# SOURCE DOCUMENT
****************************************
Home | About | Sematext search-lucene.com search-hadoop.com
 Search Hadoop and all its subprojects:

Switch to Threaded View
Hive, mail # user - Rolling MAU computation


Copy link to this message
-
Re: Rolling MAU computation
Vijay 2012-10-12, 20:42
For both simplicity and efficiency, I'd recommend making the
mausummary table partitioned on date and generate the MAU data each
day. There is no reason to generate MAU data for a given day more than
once (unless you find some problems with the source data or
something).

On Fri, Oct 12, 2012 at 1:08 PM, Igor Tatarinov <[EMAIL PROTECTED]> wrote:
> You just need to put the join condition in the WHERE clause. That way Hive
> will do a cartesian product followed by a filter.
>
> On Fri, Oct 12, 2012 at 1:02 PM, Tom Hubina <[EMAIL PROTECTED]> wrote:
>>
>> I think I see what you're saying about the temp table with start/end dates
>> (30x expansion makes sense) and it sounds like it should work. I just need
>> to figure out a good way to generate the table. Thanks!
****************************************
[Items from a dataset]
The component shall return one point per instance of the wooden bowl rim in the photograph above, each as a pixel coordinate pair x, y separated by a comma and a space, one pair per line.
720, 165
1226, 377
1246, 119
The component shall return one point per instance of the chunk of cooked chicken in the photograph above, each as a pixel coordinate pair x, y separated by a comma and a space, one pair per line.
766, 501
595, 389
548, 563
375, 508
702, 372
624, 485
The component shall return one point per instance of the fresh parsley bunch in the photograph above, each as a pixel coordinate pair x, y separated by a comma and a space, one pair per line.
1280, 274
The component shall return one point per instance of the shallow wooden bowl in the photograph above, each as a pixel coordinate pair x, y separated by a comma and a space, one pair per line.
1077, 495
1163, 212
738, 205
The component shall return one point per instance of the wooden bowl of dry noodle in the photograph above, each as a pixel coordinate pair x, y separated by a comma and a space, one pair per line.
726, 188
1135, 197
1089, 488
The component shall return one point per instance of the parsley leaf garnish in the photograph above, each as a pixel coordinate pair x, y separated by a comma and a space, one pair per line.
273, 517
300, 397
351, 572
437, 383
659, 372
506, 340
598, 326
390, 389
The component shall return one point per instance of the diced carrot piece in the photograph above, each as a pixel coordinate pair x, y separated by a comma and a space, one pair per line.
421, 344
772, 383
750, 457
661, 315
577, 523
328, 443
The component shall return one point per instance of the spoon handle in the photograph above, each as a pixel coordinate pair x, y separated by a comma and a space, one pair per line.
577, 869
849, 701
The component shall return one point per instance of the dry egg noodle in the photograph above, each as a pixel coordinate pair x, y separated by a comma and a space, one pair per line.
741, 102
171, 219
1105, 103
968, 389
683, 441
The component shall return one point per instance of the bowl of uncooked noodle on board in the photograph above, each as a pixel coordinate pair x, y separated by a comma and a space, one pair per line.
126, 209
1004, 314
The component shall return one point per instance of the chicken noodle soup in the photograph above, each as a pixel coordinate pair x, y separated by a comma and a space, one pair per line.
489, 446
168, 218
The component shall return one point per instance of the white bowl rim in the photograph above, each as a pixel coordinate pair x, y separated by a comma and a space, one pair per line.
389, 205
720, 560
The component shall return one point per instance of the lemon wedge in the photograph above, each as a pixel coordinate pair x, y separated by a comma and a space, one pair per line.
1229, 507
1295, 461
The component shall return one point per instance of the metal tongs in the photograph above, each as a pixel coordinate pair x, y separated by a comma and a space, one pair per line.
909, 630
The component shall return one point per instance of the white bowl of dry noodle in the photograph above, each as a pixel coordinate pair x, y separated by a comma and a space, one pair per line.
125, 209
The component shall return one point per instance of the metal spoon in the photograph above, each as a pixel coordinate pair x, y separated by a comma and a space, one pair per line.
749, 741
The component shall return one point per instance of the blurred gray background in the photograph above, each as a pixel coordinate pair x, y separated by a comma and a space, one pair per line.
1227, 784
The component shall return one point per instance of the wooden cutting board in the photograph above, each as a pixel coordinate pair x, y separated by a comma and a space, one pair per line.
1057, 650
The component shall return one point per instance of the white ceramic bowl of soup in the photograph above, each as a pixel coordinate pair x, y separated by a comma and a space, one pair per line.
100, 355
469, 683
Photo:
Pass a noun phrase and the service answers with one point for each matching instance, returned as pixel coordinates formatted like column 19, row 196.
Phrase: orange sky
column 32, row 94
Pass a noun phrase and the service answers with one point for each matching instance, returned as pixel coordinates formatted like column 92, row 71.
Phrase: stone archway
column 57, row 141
****************************************
# SHORT TASK
Duplicate the passage of the rolling MAU thread above, starting with "Copy link to" and going on through "by a filter.".

# EXERCISE ANSWER
Copy link to this message
-
Re: Rolling MAU computation
Vijay 2012-10-12, 20:42
For both simplicity and efficiency, I'd recommend making the
mausummary table partitioned on date and generate the MAU data each
day. There is no reason to generate MAU data for a given day more than
once (unless you find some problems with the source data or
something).

On Fri, Oct 12, 2012 at 1:08 PM, Igor Tatarinov <[EMAIL PROTECTED]> wrote:
> You just need to put the join condition in the WHERE clause. That way Hive
> will do a cartesian product followed by a filter.